[Data lines]
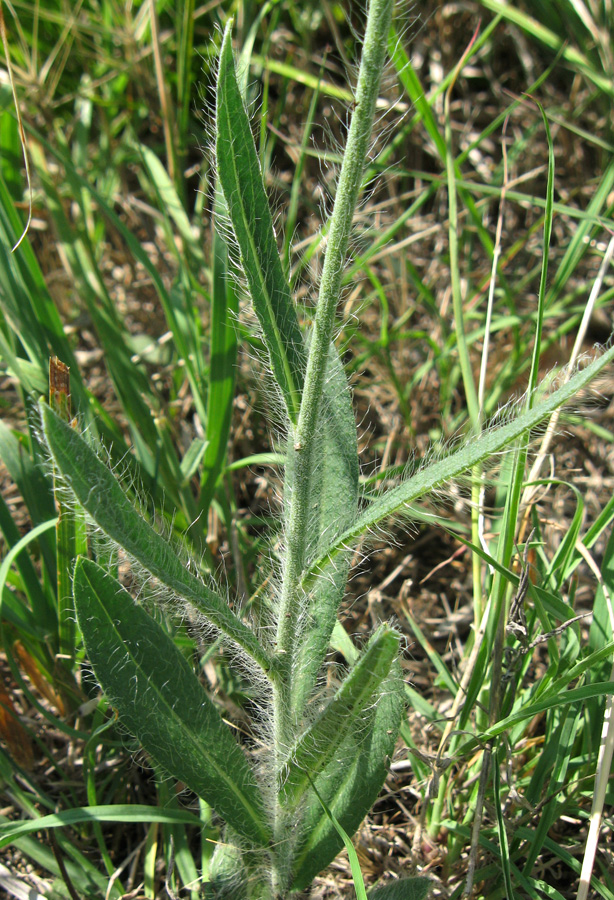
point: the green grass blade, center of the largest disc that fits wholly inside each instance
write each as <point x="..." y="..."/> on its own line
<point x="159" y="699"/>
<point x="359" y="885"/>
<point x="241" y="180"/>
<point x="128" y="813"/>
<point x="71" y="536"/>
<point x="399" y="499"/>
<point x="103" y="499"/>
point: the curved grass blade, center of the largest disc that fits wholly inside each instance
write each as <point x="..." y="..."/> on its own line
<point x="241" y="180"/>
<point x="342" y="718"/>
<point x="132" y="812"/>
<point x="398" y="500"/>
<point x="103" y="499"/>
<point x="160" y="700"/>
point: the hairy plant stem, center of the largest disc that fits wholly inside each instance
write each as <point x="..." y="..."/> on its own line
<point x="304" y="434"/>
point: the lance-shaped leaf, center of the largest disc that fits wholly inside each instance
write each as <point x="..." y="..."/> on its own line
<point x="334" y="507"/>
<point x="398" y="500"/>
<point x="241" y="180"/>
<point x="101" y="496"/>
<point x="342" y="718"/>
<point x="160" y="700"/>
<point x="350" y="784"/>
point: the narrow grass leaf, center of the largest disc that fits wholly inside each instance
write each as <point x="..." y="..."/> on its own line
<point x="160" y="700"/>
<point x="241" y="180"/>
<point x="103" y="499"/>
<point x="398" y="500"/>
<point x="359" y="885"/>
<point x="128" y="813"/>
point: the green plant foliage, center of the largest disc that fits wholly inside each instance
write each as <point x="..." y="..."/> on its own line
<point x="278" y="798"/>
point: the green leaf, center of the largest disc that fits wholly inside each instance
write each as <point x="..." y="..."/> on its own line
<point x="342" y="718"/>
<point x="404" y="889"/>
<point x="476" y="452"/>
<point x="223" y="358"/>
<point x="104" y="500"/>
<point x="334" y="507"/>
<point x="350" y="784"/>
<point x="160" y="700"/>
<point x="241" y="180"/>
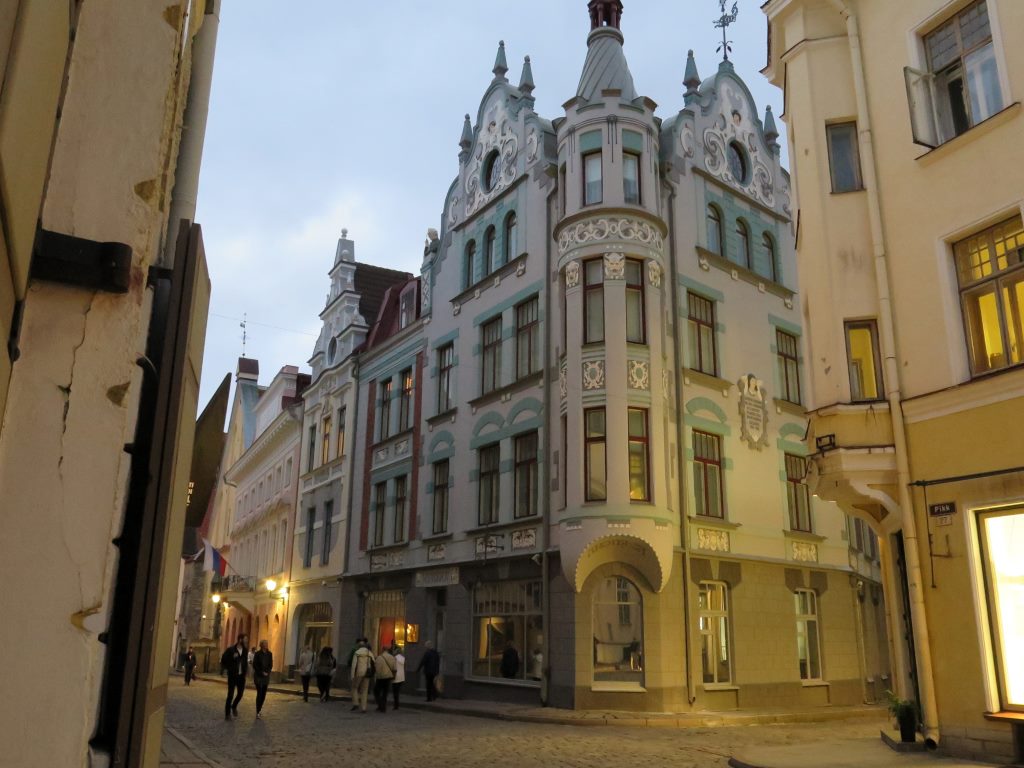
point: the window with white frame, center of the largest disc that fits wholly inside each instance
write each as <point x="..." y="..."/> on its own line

[Task directions] Rewrite every line of the items above, requests included, lowering each x and y point coordinate in the answers by 90 and leaving the requests and their format samples unchanged. Leave out the pictures.

[Response to the task]
point: the green grass blade, center of the largest disc that fits wholly inside each instance
write each as <point x="..." y="..."/> on its own line
<point x="69" y="609"/>
<point x="269" y="795"/>
<point x="151" y="90"/>
<point x="38" y="723"/>
<point x="-19" y="446"/>
<point x="309" y="409"/>
<point x="13" y="409"/>
point: the curved grass blade, center of the largest disc that fits wholly inside each instance
write each as <point x="..." y="..."/> on its own line
<point x="151" y="90"/>
<point x="252" y="628"/>
<point x="42" y="722"/>
<point x="308" y="410"/>
<point x="13" y="409"/>
<point x="70" y="610"/>
point: the hairy plant stem, center of the largest disc that fits wholly inside each instance
write each as <point x="..." y="..."/> on its own line
<point x="214" y="344"/>
point: the lance-shaped leaf, center of the largest disc that fits wholly inside each instance
write each as <point x="..." y="..."/> on its own line
<point x="244" y="417"/>
<point x="308" y="410"/>
<point x="151" y="90"/>
<point x="11" y="406"/>
<point x="252" y="628"/>
<point x="70" y="610"/>
<point x="260" y="694"/>
point: the narrow grass leaf, center of the largest disc that fits wholly inside each instance
write each as <point x="..." y="..."/> on its own line
<point x="70" y="610"/>
<point x="151" y="90"/>
<point x="13" y="409"/>
<point x="308" y="410"/>
<point x="269" y="795"/>
<point x="38" y="723"/>
point: the green plant foliage, center of the largest disc that fits wholly inside each instance
write each as <point x="..." y="..."/> on its own line
<point x="188" y="708"/>
point: the green leaf, center of the largest disc that fits wholly inside each instance
write each as <point x="..." y="..."/> on its own line
<point x="252" y="628"/>
<point x="314" y="799"/>
<point x="386" y="362"/>
<point x="133" y="268"/>
<point x="14" y="410"/>
<point x="244" y="417"/>
<point x="260" y="694"/>
<point x="70" y="610"/>
<point x="151" y="90"/>
point: the window with white frame, center of the largest disc that fits wholly inside each instance
write each as <point x="..." y="..."/> on its own line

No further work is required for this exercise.